_The task_
Below are the records; copy each line in them that holds the word "window".

Records drawn from a dataset
########
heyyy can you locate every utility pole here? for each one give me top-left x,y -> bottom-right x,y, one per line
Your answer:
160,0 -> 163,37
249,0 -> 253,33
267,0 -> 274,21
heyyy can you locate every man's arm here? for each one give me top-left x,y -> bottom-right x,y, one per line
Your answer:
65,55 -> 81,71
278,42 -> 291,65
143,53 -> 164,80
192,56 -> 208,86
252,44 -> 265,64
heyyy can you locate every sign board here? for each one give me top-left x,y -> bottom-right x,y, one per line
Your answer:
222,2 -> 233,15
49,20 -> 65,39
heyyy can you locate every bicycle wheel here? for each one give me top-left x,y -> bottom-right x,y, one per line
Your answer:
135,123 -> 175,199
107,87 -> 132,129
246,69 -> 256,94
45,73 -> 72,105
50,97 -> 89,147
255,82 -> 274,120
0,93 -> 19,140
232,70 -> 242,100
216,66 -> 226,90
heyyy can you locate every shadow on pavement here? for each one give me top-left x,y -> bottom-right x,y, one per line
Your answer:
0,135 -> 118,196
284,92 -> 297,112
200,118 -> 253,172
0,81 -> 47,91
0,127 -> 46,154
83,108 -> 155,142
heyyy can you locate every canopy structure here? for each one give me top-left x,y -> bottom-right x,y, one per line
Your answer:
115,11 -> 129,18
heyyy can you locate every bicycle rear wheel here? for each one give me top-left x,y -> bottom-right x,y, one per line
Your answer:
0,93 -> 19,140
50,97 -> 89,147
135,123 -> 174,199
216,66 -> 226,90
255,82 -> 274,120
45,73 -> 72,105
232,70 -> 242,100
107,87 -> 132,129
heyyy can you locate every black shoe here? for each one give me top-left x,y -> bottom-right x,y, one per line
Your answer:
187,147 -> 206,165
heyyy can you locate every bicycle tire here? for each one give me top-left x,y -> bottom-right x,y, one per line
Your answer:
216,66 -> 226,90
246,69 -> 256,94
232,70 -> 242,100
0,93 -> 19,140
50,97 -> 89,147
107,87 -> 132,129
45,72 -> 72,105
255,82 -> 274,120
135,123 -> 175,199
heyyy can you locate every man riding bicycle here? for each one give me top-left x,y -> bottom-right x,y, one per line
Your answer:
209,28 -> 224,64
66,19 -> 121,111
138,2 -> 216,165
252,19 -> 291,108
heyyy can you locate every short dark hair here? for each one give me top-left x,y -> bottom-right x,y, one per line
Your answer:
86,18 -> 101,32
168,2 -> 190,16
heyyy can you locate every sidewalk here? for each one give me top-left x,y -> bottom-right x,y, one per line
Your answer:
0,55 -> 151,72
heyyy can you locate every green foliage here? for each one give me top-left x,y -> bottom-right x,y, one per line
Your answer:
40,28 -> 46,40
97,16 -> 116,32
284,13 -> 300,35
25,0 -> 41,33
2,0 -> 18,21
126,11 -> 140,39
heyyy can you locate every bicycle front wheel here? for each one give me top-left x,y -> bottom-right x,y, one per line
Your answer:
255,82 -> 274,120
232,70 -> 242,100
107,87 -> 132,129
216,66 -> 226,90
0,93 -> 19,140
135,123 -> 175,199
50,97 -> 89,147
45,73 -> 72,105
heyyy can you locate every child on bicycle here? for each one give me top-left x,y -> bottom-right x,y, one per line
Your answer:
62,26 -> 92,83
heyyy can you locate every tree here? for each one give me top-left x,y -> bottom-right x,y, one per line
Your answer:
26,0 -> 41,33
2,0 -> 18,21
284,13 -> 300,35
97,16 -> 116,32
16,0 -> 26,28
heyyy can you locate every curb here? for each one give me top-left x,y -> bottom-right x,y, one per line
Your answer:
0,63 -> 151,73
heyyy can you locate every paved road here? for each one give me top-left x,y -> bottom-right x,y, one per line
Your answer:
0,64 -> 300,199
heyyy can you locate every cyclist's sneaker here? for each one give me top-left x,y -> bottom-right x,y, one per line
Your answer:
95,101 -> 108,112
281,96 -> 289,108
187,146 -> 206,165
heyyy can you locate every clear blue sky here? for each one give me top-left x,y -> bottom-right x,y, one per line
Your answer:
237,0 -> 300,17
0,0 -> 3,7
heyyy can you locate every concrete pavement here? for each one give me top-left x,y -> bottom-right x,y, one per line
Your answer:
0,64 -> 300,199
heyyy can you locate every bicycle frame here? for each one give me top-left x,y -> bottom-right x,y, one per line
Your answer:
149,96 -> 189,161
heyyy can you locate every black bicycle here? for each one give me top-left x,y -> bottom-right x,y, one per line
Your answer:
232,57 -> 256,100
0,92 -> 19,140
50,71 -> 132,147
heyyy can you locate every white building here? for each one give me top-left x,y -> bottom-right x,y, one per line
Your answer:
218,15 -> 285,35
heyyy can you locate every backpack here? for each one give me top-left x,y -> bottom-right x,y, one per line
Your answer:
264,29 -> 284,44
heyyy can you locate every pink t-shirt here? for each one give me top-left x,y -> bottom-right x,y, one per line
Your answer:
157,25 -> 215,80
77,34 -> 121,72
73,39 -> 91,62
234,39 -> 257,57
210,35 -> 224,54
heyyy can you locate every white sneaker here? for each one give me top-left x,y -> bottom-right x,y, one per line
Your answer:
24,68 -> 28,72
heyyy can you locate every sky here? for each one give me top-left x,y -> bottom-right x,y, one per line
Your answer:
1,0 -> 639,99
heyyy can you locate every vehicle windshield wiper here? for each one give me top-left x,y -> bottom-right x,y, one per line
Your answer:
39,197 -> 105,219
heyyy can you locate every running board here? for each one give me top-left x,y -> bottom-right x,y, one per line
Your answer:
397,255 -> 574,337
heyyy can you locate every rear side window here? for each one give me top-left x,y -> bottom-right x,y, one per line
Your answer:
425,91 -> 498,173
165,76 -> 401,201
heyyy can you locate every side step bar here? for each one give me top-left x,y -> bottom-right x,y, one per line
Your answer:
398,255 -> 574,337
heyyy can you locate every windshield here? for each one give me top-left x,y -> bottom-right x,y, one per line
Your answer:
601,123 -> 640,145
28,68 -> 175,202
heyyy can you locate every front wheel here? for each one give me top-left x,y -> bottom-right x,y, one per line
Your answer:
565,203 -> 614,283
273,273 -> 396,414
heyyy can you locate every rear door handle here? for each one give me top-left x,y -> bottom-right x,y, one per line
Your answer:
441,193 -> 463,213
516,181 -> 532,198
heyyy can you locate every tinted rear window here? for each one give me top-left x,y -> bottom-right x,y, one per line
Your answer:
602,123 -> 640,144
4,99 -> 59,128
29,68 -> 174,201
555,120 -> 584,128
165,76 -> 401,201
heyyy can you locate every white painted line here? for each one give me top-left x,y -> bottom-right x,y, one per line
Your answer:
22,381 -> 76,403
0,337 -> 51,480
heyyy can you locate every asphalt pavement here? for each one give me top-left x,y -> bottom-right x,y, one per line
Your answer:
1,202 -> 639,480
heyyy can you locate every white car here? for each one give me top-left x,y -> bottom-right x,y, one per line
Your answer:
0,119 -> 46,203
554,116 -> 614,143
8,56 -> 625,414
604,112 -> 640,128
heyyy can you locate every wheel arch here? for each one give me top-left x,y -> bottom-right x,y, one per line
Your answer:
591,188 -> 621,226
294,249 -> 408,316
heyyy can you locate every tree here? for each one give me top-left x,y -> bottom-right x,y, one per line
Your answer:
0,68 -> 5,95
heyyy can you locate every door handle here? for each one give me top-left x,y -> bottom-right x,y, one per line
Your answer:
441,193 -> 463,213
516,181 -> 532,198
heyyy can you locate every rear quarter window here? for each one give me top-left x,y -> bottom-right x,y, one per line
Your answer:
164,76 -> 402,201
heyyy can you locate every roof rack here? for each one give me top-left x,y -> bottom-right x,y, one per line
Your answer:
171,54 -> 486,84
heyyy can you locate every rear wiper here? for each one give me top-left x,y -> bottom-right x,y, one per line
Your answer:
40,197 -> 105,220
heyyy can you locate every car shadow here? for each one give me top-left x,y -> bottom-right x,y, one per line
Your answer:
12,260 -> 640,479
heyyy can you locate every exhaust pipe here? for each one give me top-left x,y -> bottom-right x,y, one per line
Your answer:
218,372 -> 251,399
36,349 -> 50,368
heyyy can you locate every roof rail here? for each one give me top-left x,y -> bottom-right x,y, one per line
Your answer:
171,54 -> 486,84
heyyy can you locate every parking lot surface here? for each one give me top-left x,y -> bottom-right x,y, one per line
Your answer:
########
_Solution to this exercise_
heyyy can you locate every rear side window here? for each one give me top-left x,y -> bottom-right x,y, one per line
heyyy can you locate every tinted rear window here? for each one give me top-left x,y -> bottom-right x,y, one per line
heyyy can you locate every rear quarter window here? for each one give me top-left x,y -> bottom-right x,y, one per line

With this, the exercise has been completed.